YOUR TASK -> Quote the passage below about the Kurdish poet Bejan Matur in full, word for word.

DOCUMENT EXTRACT ->
--

The horrific images of people falling from aircraft in Kabul in a bid to escape the Taliban have shocked the Global Community. Many consider the current scenario in the war-ravaged South Asian nation as the Defeat of Humanity. It seems that the entire world was aware of the quick and effortless fall of Kabul… only the Afghan women, seemingly, had no idea about this. Afghanistan's brutal and fanatical past may prompt one to recall the story of a poet and social worker, who still resists terrorism in her own way. She is also from the troubled West Asia. Once, that girl had to face the ire of the mighty State for her defiant character. Ultimately, she countered the State Power with her Poetry.

Born to an Alevi Kurdish family in the ancient Hittite city of Kahramanmaraş in Turkey's Mediterranean Region, Bejan Matur (b. September 14, 1968) is a Kurdish poet and author from Turkey. As Kurdish is a forbidden language in Turkey, she did not get an opportunity to learn the language properly during her childhood. Whenever Bejan's mother asked her to prepare food, her father, a cotton-cultivating farmer, used to tell his wife: "Bejan is studying." Bejan's first school education was in her village. Later, she attended the long-established Lycée in the region's most important cultural centre, Gaziantep. Although she studied Law at Ankara University, she has never practiced. In fact, Bejan picked up the pen to make her father proud, and she concentrated mainly on Social Inequality. Her dark and mystic Shamanist Poetry, with its pagan perceptions, belongs to the past rather than the present. In her works, the Kurd girl describes the beauty of her birthplace, and the nature and life of her village.

--

RECORD SET ->

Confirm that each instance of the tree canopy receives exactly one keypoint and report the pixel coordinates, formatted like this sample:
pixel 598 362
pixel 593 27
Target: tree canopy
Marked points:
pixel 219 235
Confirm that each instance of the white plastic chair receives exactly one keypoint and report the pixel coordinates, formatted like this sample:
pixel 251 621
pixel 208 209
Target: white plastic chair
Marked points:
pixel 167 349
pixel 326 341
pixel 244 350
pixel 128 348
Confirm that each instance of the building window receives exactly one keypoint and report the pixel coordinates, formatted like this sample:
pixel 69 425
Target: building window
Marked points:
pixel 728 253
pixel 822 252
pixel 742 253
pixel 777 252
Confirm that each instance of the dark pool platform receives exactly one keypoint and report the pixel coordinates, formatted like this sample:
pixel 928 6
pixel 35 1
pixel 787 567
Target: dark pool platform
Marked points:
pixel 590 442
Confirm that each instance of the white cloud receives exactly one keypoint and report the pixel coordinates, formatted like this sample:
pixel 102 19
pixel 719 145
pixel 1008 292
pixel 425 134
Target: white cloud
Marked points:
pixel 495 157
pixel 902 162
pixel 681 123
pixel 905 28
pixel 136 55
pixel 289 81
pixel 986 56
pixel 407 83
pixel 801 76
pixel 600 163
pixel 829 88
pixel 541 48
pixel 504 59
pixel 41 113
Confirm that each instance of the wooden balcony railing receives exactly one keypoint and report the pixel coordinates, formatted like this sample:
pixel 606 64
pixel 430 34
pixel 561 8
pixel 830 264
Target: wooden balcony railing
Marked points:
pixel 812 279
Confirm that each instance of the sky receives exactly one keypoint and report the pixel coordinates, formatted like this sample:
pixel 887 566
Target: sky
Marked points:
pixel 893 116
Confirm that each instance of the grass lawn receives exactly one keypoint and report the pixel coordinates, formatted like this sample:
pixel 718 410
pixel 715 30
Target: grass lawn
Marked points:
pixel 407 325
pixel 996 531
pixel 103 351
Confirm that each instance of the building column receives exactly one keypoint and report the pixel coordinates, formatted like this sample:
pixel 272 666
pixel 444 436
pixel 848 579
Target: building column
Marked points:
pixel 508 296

--

TASK ANSWER ->
The horrific images of people falling from aircraft in Kabul in a bid to escape the Taliban have shocked the Global Community. Many consider the current scenario in the war-ravaged South Asian nation as the Defeat of Humanity. It seems that the entire world was aware of the quick and effortless fall of Kabul… only the Afghan women, seemingly, had no idea about this. Afghanistan's brutal and fanatical past may prompt one to recall the story of a poet and social worker, who still resists terrorism in her own way. She is also from the troubled West Asia. Once, that girl had to face the ire of the mighty State for her defiant character. Ultimately, she countered the State Power with her Poetry.

Born to an Alevi Kurdish family in the ancient Hittite city of Kahramanmaraş in Turkey's Mediterranean Region, Bejan Matur (b. September 14, 1968) is a Kurdish poet and author from Turkey. As Kurdish is a forbidden language in Turkey, she did not get an opportunity to learn the language properly during her childhood. Whenever Bejan's mother asked her to prepare food, her father, a cotton-cultivating farmer, used to tell his wife: "Bejan is studying." Bejan's first school education was in her village. Later, she attended the long-established Lycée in the region's most important cultural centre, Gaziantep. Although she studied Law at Ankara University, she has never practiced. In fact, Bejan picked up the pen to make her father proud, and she concentrated mainly on Social Inequality. Her dark and mystic Shamanist Poetry, with its pagan perceptions, belongs to the past rather than the present. In her works, the Kurd girl describes the beauty of her birthplace, and the nature and life of her village.